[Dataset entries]
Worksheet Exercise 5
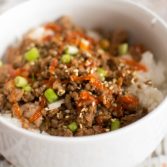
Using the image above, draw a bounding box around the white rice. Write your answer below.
[129,52,165,111]
[0,49,167,129]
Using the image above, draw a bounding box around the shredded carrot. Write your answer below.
[123,59,148,72]
[79,39,90,51]
[77,90,98,106]
[10,68,29,77]
[119,95,139,106]
[12,103,22,119]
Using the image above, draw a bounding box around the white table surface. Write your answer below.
[0,0,167,167]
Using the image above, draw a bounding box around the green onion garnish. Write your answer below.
[68,122,78,132]
[14,76,28,88]
[111,119,121,130]
[44,88,58,103]
[118,43,129,55]
[24,47,39,62]
[96,68,107,81]
[61,54,71,64]
[65,45,79,55]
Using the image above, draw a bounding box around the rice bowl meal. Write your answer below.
[0,17,165,136]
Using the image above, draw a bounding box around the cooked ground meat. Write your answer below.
[0,17,150,136]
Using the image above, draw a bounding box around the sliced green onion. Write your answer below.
[65,45,79,55]
[61,54,71,64]
[23,85,32,92]
[0,60,3,67]
[14,76,28,88]
[111,119,121,130]
[24,47,39,62]
[44,88,58,103]
[100,39,110,50]
[118,43,129,55]
[68,122,78,132]
[96,68,107,81]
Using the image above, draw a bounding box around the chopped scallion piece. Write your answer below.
[65,45,78,55]
[24,47,39,62]
[111,119,121,130]
[96,68,107,81]
[14,76,28,88]
[61,54,71,64]
[68,122,78,132]
[118,43,128,55]
[44,88,58,103]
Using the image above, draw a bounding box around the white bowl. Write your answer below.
[0,0,167,167]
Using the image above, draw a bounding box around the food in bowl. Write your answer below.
[0,17,165,136]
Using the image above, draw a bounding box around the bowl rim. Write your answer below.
[0,0,167,143]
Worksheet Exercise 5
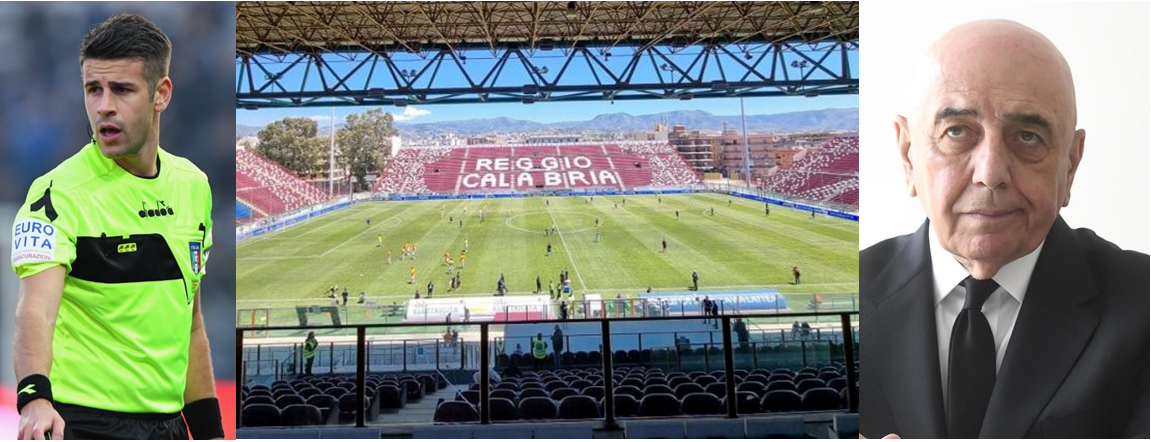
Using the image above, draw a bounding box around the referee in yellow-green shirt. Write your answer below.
[12,14,224,440]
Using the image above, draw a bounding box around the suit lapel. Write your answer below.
[861,222,947,439]
[980,216,1098,439]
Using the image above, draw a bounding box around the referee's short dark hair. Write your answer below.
[79,14,171,97]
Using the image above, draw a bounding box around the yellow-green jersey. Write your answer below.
[12,143,212,413]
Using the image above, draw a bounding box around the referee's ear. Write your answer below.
[152,77,171,113]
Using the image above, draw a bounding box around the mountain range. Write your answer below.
[236,107,859,138]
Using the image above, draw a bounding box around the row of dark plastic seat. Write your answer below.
[435,388,847,422]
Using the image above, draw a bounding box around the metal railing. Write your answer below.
[236,311,859,428]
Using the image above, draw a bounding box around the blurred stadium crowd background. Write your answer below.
[0,2,236,439]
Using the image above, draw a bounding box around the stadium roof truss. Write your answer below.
[236,1,859,109]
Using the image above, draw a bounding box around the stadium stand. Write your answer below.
[236,148,328,220]
[242,363,848,434]
[374,143,700,195]
[760,137,860,206]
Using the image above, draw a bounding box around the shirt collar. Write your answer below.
[928,221,1047,306]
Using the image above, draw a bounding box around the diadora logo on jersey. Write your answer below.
[12,218,56,265]
[137,200,176,218]
[28,181,56,221]
[188,241,203,274]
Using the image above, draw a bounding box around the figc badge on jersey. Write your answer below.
[188,241,203,275]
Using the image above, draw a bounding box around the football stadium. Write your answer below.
[236,2,859,439]
[0,2,237,440]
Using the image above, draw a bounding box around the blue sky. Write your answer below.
[236,44,859,127]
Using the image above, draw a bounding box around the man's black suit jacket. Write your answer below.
[860,216,1151,437]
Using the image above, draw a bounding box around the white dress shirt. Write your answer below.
[928,226,1046,404]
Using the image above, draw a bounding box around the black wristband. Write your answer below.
[16,374,52,413]
[184,397,223,439]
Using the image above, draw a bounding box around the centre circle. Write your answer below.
[506,211,604,234]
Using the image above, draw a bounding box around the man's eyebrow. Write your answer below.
[84,79,136,89]
[936,107,980,124]
[1004,114,1051,130]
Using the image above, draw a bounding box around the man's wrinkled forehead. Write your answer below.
[905,21,1076,130]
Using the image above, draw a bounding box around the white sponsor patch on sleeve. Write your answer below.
[12,218,56,266]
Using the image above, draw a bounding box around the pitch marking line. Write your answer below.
[236,283,859,306]
[547,205,587,291]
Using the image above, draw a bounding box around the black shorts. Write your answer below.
[55,402,188,441]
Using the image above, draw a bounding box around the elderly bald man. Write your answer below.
[860,21,1149,437]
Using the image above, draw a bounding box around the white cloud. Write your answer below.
[391,106,432,121]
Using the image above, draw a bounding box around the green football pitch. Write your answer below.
[236,193,859,325]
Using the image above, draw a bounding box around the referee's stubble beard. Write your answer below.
[81,59,171,172]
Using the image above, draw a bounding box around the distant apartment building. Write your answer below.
[524,135,580,144]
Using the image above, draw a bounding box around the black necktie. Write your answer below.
[947,276,999,439]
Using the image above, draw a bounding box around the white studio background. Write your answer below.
[860,1,1151,253]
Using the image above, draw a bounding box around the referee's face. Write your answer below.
[81,59,171,159]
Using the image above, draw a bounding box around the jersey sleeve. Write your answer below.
[12,176,81,279]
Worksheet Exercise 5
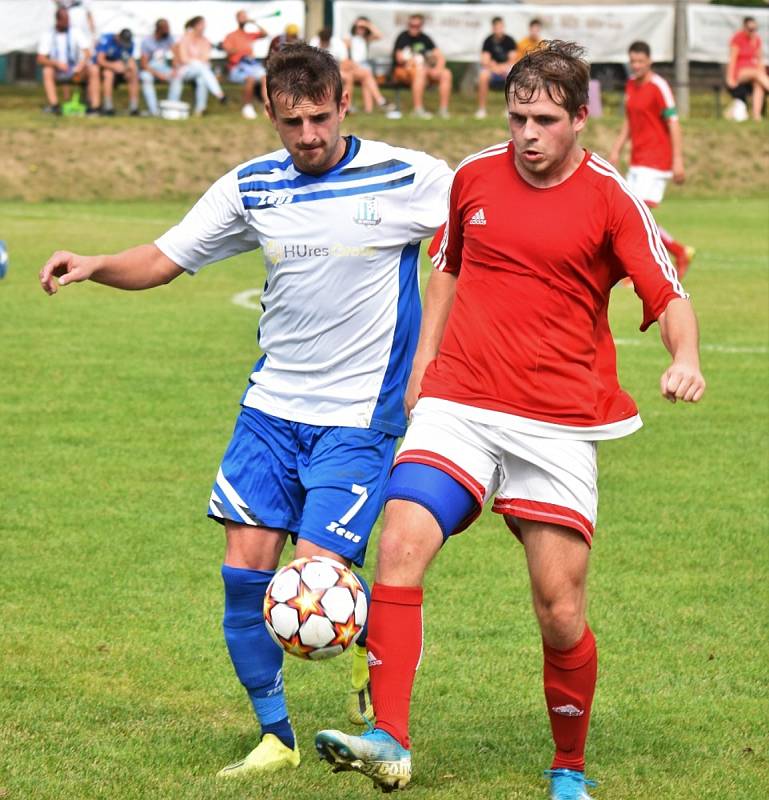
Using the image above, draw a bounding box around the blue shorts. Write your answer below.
[208,407,397,566]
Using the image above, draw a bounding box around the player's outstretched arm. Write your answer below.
[40,244,184,294]
[658,298,705,403]
[403,270,457,417]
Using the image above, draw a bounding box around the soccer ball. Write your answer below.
[264,556,368,661]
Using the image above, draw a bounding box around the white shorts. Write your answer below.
[626,167,673,206]
[395,403,598,545]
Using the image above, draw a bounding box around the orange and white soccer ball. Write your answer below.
[264,556,368,660]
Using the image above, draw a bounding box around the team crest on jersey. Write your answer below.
[262,239,283,264]
[353,195,382,225]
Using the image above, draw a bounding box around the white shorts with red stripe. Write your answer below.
[395,400,598,544]
[625,167,673,206]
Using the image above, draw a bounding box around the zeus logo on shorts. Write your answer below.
[326,483,368,544]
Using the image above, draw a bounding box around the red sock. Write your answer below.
[542,626,598,772]
[366,583,422,749]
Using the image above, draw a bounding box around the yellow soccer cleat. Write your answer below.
[216,733,300,778]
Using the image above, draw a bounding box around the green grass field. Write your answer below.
[0,196,769,800]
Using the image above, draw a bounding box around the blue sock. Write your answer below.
[355,572,371,647]
[222,564,295,749]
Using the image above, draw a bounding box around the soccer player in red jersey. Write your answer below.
[609,42,694,278]
[726,17,769,122]
[315,42,705,800]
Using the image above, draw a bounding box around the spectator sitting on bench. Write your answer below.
[518,18,542,60]
[139,19,175,117]
[342,17,396,114]
[265,22,302,55]
[475,17,518,119]
[392,14,452,119]
[94,28,139,117]
[37,8,99,114]
[169,16,227,117]
[726,17,769,121]
[222,11,267,119]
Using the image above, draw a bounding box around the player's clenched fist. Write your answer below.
[660,362,705,403]
[40,250,96,294]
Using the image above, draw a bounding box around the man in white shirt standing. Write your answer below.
[37,8,99,114]
[54,0,96,44]
[40,44,451,776]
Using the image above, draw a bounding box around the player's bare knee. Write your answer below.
[534,593,585,650]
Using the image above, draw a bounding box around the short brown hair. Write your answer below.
[505,39,590,117]
[627,39,652,58]
[267,42,342,106]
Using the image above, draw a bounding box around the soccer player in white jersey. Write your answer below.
[40,44,451,776]
[316,42,705,800]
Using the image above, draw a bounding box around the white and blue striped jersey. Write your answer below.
[155,137,452,435]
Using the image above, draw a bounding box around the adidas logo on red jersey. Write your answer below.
[470,208,486,225]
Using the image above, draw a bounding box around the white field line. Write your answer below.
[231,289,769,355]
[614,338,769,355]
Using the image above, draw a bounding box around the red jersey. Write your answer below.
[729,31,761,72]
[421,147,687,439]
[625,72,678,172]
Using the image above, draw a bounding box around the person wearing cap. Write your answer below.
[222,10,267,119]
[37,8,99,114]
[139,18,175,117]
[168,16,227,117]
[94,28,139,117]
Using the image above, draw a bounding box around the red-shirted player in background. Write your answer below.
[726,17,769,122]
[315,42,705,800]
[609,42,694,278]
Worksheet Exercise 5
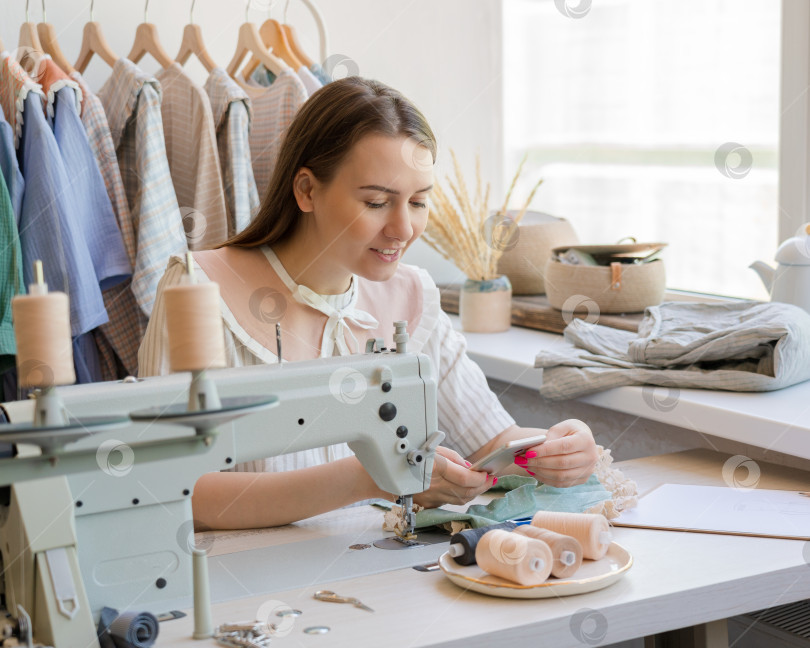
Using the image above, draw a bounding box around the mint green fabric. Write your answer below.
[377,475,611,529]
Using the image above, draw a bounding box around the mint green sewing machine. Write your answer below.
[0,331,444,648]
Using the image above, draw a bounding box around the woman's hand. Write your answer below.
[413,446,493,508]
[515,419,598,488]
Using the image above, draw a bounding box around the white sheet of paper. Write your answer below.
[613,484,810,540]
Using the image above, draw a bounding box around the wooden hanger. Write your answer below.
[281,23,315,68]
[17,0,44,54]
[174,0,217,72]
[244,18,302,79]
[37,0,76,74]
[226,0,288,87]
[73,0,121,73]
[127,0,174,68]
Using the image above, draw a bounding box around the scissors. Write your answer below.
[313,590,374,612]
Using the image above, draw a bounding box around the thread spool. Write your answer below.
[11,261,76,388]
[532,511,613,560]
[475,529,554,585]
[447,522,517,565]
[515,524,582,578]
[165,260,225,372]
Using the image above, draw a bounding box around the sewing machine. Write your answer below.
[0,341,444,648]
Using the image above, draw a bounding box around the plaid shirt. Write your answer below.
[0,55,107,337]
[205,68,259,236]
[71,72,148,380]
[156,63,228,250]
[245,70,308,195]
[98,58,187,316]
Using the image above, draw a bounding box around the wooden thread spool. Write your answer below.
[11,261,76,388]
[515,524,582,578]
[447,522,517,565]
[532,511,613,560]
[475,529,554,585]
[165,268,225,372]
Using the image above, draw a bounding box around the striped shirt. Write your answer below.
[156,63,228,250]
[245,70,308,196]
[139,257,508,472]
[205,68,259,236]
[98,58,187,316]
[0,54,107,337]
[71,72,147,380]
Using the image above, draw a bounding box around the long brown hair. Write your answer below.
[220,76,437,247]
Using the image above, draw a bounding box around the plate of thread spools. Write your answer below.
[439,511,633,598]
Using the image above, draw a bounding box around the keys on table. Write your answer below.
[313,590,374,612]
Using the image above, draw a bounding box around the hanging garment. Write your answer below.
[40,57,132,289]
[296,65,323,95]
[243,70,307,196]
[0,106,25,223]
[0,56,107,337]
[535,302,810,400]
[205,68,259,237]
[98,58,187,317]
[248,63,274,89]
[139,247,515,472]
[309,63,332,85]
[155,63,228,250]
[0,165,25,374]
[71,72,148,380]
[39,57,132,384]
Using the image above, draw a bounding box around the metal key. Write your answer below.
[313,590,374,612]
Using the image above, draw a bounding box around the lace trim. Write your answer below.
[587,446,638,520]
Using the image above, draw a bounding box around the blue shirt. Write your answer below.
[52,87,132,290]
[17,92,107,337]
[0,102,25,223]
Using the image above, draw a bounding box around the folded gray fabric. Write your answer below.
[534,301,810,400]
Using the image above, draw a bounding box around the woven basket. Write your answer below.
[498,211,579,295]
[545,258,666,315]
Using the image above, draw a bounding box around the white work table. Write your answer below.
[157,450,810,648]
[451,316,810,459]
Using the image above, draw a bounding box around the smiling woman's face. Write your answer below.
[296,135,433,288]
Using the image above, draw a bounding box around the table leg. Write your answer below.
[644,619,728,648]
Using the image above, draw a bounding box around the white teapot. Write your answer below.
[748,223,810,312]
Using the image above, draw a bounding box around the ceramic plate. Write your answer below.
[439,542,633,598]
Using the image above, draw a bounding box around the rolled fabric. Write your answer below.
[532,511,613,560]
[448,521,517,565]
[475,529,554,585]
[514,524,582,578]
[109,611,160,648]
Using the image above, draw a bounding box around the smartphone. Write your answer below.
[470,434,546,475]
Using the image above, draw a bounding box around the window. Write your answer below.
[504,0,781,299]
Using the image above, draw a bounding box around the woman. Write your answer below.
[139,77,597,529]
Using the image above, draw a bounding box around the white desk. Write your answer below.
[451,316,810,459]
[158,450,810,648]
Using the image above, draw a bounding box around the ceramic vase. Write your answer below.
[458,275,512,333]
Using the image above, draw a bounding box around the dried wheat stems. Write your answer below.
[423,151,543,281]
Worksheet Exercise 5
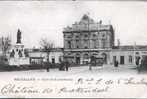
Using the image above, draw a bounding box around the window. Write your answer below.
[129,55,133,63]
[84,40,88,49]
[76,40,79,48]
[113,56,116,62]
[85,34,88,37]
[102,39,106,48]
[52,58,55,64]
[68,41,71,48]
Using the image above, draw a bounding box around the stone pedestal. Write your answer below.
[9,44,30,66]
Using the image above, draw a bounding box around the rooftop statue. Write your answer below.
[16,29,21,43]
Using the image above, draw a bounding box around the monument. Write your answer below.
[9,29,30,66]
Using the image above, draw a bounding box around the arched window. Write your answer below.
[68,41,71,48]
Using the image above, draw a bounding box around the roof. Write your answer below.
[113,45,147,50]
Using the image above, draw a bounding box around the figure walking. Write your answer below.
[46,62,51,72]
[114,60,118,67]
[65,59,69,71]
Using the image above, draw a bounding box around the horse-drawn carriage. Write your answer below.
[137,56,147,72]
[89,55,104,70]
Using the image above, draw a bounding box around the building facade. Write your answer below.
[63,14,114,64]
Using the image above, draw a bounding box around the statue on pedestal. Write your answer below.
[16,29,21,44]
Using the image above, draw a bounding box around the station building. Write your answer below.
[63,14,147,65]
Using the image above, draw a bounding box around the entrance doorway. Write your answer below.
[120,56,125,65]
[76,57,80,64]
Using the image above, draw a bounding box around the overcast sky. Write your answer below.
[0,1,147,47]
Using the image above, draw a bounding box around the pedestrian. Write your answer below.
[59,59,64,70]
[46,62,51,72]
[114,60,118,67]
[65,59,69,71]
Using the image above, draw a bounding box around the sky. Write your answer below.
[0,0,147,48]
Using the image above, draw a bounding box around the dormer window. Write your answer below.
[85,34,88,37]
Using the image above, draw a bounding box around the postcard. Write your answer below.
[0,0,147,99]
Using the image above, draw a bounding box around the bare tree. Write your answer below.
[40,38,54,63]
[0,36,11,62]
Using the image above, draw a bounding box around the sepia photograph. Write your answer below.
[0,0,147,99]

[WHAT IS NEEDED]
Please reproduce the records from the start up to and including the line with "[12,103,22,119]", keeping the requests unchanged and scaling every bounding box coordinate in the answers by 2.3, rounded to whole numbers with halves going up. Leave the pictures out.

[WORKED SOLUTION]
Worksheet Exercise 5
Using the image above, draw a bounding box around the white rice. Write your answer below.
[297,120,380,255]
[0,113,384,297]
Using the image above, draw a bounding box around the shredded carrot. Write your answer below.
[283,136,340,166]
[182,90,207,117]
[177,207,225,244]
[23,156,67,177]
[274,219,320,244]
[28,237,51,274]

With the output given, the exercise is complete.